#### [Extrait à lire]
──────────────────────────────
Octobre 1937, frontière nord-ouest d’Hispaniola : en une semaine, l’armée dominicaine exécute à grande échelle des Haïtiens (et des Dominicains d’ascendance haïtienne) sur ordre de Rafael Trujillo. Le fleuve Dajabón charrie des corps. Entre raison d’État, antihaitianismo et mise au pas des marges, l’“el corte” reconfigure la frontière, l’économie et la mémoire insulaire.
2–8 octobre 1937 : “el corte” sur la frontière
Début octobre 1937, dans la province de Dajabón, à la frontière nord-ouest d’Hispaniola, la rivière Massacre porte bien mal son nom : ce qui n’était qu’un toponyme colonial devient une prophétie accomplie. En quelques jours, des milliers d’Haïtiens (et des Dominicains d’ascendance haïtienne) sont traqués, abattus, mutilés. Les témoins racontent que “la rivière a coulé de sang”.
──────────────────────────────
#### [Données enregistrées]

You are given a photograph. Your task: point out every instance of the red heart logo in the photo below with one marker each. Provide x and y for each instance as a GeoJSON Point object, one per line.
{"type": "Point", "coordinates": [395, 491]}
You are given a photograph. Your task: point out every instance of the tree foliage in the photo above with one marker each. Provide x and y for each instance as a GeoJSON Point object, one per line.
──────────────────────────────
#### [À faire]
1) Reproduisez, s'il vous plaît, le passage du texte sur le massacre de 1937 qui commence par les mots contenant "Octobre 1937, frontière" et se termine par "la mémoire insulaire.".
2) D'après le texte sur le massacre de 1937, sur ordre de qui l'armée dominicaine exécute-t-elle des Haïtiens ?
Ces données proviennent d'une autre source.

#### [Corrigé]
1)
Octobre 1937, frontière nord-ouest d’Hispaniola : en une semaine, l’armée dominicaine exécute à grande échelle des Haïtiens (et des Dominicains d’ascendance haïtienne) sur ordre de Rafael Trujillo. Le fleuve Dajabón charrie des corps. Entre raison d’État, antihaitianismo et mise au pas des marges, l’“el corte” reconfigure la frontière, l’économie et la mémoire insulaire.

2) Sur ordre de Rafael Trujillo.